WORK ORDER 1: In the article on the tanker Pacific Opal, which ship did the Pacific Opal radio for help on 4 April 2009?
WORK ORDER 2: Please continue the article on the tanker Pacific Opal after its last sentence.

EXCERPT PROVIDED:
General characteristics
- Tonnage: 28,277 NT; 46,851 DWT;
- Length: 601 ft 5.5 in (183.32 m)
- Beam: 105 ft 7.75 in (32.20 m)
- Draught: 40 ft 0.75 in (12.21 m)
- Speed: 15.5 knots (28.7 km/h; 17.8 mph)
- Capacity: 325,977 barrels of fluid

= MV Pacific Opal =

MT Pacific Opal (ex-Hatasia) is a chemical tanker built in 1993 and currently owned by Tankers Pacific Management Singapore.

== Event off Somalia ==
On 4 April 2009 three skiffs were spotted approaching the ship while sailing through the Arabian Sea. The Pacific Opal radioed for help from the nearby HMCS Winnipeg (FFH 338) which launched a Sea King helicopter to assist, following its arrival the pirates retreated from the ship. The ship was approached by two skiffs on 5 April 2011, while sailing off the coast of Somalia Heading for Mombasa from the Persian Gulf. The Skiffs with pirates, proceeded to then attack the Pacific Opal. The Pacific Opal sent a mayday, which was received by an EU NAFOR vessel that was patrolling in the Indian Ocean at the time.

MATERIAL PROVIDED:
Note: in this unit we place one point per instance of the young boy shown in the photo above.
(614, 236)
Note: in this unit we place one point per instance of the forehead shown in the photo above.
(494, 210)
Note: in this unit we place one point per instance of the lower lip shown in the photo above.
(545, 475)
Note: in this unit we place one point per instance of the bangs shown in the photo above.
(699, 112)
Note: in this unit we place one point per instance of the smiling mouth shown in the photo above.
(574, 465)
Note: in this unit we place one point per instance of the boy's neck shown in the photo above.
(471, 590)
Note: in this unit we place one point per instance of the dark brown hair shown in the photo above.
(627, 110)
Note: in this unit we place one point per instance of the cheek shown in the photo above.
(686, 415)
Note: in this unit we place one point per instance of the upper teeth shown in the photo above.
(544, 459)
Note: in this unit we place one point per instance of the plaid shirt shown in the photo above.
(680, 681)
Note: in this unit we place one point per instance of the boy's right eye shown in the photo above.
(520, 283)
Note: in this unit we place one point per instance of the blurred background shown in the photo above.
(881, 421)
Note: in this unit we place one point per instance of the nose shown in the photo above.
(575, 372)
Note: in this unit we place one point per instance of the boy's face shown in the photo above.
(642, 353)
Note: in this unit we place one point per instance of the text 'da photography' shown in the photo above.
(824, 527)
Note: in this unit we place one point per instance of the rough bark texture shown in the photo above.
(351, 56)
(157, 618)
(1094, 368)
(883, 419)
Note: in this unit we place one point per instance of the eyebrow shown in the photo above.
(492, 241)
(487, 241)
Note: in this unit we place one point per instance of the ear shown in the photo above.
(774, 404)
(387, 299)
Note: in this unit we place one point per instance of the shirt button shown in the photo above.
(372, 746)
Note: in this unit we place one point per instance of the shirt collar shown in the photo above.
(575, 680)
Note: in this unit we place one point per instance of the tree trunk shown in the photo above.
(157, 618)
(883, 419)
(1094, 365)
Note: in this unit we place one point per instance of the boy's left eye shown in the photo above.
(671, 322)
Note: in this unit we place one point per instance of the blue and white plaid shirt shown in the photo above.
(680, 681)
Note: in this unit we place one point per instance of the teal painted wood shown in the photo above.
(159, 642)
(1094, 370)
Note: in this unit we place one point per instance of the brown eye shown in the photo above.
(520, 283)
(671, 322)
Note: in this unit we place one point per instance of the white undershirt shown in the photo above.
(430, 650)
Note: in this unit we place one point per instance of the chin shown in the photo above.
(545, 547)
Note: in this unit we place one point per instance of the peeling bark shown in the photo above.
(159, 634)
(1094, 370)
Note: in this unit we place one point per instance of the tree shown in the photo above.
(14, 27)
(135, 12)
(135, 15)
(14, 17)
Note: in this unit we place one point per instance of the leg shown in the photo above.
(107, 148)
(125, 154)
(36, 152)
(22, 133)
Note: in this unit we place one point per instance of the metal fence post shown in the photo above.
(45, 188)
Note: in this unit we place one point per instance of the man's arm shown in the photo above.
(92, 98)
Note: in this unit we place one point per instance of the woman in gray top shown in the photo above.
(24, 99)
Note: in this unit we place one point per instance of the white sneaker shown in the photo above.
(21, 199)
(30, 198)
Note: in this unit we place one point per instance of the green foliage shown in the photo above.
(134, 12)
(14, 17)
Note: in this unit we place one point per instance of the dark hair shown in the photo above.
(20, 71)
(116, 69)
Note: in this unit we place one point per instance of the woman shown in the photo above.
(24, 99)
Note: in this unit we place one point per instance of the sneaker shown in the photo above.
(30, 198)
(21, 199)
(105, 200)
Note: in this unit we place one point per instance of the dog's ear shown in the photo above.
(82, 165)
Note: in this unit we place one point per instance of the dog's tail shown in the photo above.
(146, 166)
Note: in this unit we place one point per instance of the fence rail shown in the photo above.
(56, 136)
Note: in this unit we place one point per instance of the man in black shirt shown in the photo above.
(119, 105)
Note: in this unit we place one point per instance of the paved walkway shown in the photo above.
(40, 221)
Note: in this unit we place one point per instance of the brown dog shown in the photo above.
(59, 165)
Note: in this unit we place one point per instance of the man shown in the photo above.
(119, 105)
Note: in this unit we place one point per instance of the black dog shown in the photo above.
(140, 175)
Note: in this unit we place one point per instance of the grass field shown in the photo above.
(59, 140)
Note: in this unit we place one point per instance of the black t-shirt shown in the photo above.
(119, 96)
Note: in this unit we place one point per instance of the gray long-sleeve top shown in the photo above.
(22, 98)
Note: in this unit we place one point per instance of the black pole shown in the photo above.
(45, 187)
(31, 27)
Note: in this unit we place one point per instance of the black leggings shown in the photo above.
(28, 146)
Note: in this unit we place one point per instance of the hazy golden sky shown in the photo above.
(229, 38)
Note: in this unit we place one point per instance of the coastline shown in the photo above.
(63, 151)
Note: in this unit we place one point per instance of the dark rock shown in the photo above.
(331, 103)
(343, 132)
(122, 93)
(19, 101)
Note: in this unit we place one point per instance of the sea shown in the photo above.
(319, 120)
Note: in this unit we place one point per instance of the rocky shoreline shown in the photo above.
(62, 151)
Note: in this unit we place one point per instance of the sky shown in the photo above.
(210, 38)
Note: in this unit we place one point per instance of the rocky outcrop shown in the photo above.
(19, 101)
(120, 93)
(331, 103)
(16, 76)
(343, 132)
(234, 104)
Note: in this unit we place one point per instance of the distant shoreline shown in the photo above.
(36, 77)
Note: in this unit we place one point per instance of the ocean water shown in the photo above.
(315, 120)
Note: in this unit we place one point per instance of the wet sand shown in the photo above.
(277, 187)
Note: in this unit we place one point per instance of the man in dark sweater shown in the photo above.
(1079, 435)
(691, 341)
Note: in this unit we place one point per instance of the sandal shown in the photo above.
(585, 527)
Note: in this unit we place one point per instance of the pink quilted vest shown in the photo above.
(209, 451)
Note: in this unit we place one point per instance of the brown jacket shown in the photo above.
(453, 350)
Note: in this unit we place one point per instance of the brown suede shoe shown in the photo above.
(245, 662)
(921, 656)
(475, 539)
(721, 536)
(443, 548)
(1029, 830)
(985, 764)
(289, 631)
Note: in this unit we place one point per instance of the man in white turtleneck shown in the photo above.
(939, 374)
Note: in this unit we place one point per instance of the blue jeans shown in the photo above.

WRITTEN ANSWER 1: HMCS Winnipeg (FFH 338).

WRITTEN ANSWER 2:
The skiffs, one attacking the port side and the other the starboard side, retreated after the on-board security team had fired flares and warning shots. The vessel was fired upon by the skiffs before they retreated and headed off toward the mother ship which was 10 miles off in the distance.

The pirates, along with their mother ship and skiffs were then detained by the EU NAVFOR Finnish warship FNS POHJANMAA on 6 April. The Pirates were later released on 21 April because the Finish Navy were unable to prosecute them.